REQUIRED WORK » Each record must appear in your answer exactly as it does below.

[Records contained in a dataset]
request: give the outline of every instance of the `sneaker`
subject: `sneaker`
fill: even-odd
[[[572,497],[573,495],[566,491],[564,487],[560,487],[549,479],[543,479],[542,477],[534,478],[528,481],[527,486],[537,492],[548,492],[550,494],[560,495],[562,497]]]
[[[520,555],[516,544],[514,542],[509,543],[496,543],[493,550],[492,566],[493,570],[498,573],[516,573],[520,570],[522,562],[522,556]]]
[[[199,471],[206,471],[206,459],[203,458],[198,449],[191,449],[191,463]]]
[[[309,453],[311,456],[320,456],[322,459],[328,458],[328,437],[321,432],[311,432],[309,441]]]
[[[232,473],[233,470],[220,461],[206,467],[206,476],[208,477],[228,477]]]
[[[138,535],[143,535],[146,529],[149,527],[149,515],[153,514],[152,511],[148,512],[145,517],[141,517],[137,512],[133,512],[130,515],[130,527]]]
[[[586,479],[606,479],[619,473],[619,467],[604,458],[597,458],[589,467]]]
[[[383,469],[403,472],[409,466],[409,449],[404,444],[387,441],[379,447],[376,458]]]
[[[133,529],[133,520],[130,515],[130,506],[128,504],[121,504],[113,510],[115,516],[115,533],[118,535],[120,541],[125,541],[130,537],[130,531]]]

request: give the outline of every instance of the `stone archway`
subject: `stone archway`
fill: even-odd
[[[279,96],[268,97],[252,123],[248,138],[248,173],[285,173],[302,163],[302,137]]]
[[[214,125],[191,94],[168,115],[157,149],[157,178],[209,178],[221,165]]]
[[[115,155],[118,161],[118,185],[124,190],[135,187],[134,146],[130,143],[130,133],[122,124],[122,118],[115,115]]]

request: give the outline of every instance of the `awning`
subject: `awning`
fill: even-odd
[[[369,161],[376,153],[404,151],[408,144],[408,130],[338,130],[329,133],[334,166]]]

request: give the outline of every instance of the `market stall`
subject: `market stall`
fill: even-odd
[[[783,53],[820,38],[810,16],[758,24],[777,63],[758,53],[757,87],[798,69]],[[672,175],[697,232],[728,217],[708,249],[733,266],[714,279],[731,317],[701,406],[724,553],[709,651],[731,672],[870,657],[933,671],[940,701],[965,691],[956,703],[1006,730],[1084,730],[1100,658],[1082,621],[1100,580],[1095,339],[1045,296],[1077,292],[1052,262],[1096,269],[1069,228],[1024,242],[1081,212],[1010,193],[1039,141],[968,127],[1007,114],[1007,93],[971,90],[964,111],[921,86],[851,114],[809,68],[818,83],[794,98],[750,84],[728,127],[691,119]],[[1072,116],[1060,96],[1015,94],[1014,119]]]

TASK ANSWER »
request: give the outline of every instance of the `sneaker`
subject: `sneaker`
fill: even-odd
[[[572,497],[573,495],[566,491],[564,487],[560,487],[549,479],[543,479],[542,477],[534,478],[528,481],[527,486],[537,492],[548,492],[550,494],[560,495],[562,497]]]
[[[520,555],[516,544],[514,542],[509,543],[496,543],[493,550],[492,566],[493,570],[498,573],[516,573],[520,570],[522,562],[522,556]]]
[[[199,471],[206,471],[206,459],[203,458],[198,449],[191,449],[191,463]]]
[[[309,453],[311,456],[320,456],[322,459],[328,458],[328,437],[321,432],[311,432],[309,441]]]
[[[232,473],[233,470],[220,461],[206,467],[206,476],[208,477],[228,477]]]
[[[138,535],[143,535],[146,529],[149,527],[149,515],[153,514],[152,511],[148,512],[145,517],[141,517],[137,512],[133,512],[130,515],[130,527]]]
[[[586,479],[606,479],[619,473],[619,467],[604,458],[597,458],[589,467]]]
[[[383,469],[403,472],[409,466],[409,449],[404,444],[387,441],[379,447],[376,458]]]
[[[133,529],[133,520],[130,515],[130,506],[128,504],[121,504],[113,510],[115,516],[115,533],[118,535],[120,541],[125,541],[130,537],[130,531]]]

request: give the outline of every instance of the `stone archway`
subject: `stone archway`
fill: even-odd
[[[279,96],[268,97],[252,123],[248,138],[248,173],[285,173],[302,163],[302,137]]]
[[[214,125],[191,94],[168,115],[157,149],[157,178],[209,178],[221,165]]]
[[[115,155],[118,161],[118,185],[124,190],[135,187],[134,146],[130,143],[130,133],[122,124],[122,118],[115,115]]]

request: give the outline of every instance of the `awning`
subject: `awning`
fill: even-odd
[[[369,161],[376,153],[404,151],[408,144],[408,130],[338,130],[329,133],[334,166]]]

request: give the outline of every instance of the `market stall`
subject: `market stall`
fill: even-odd
[[[783,53],[820,38],[810,16],[758,24],[777,63],[758,53],[757,87],[798,69]],[[672,175],[697,232],[728,217],[708,249],[733,266],[714,279],[731,317],[701,406],[724,553],[709,651],[731,672],[870,657],[933,671],[940,701],[965,691],[956,703],[1006,730],[1084,730],[1100,658],[1082,621],[1100,580],[1095,339],[1045,296],[1077,292],[1052,262],[1096,269],[1069,228],[1024,242],[1081,212],[1010,193],[1039,141],[968,127],[1007,114],[1007,93],[971,90],[964,111],[921,86],[851,114],[809,68],[818,83],[794,98],[750,84],[728,127],[691,119]],[[1072,116],[1060,96],[1015,94],[1014,119]]]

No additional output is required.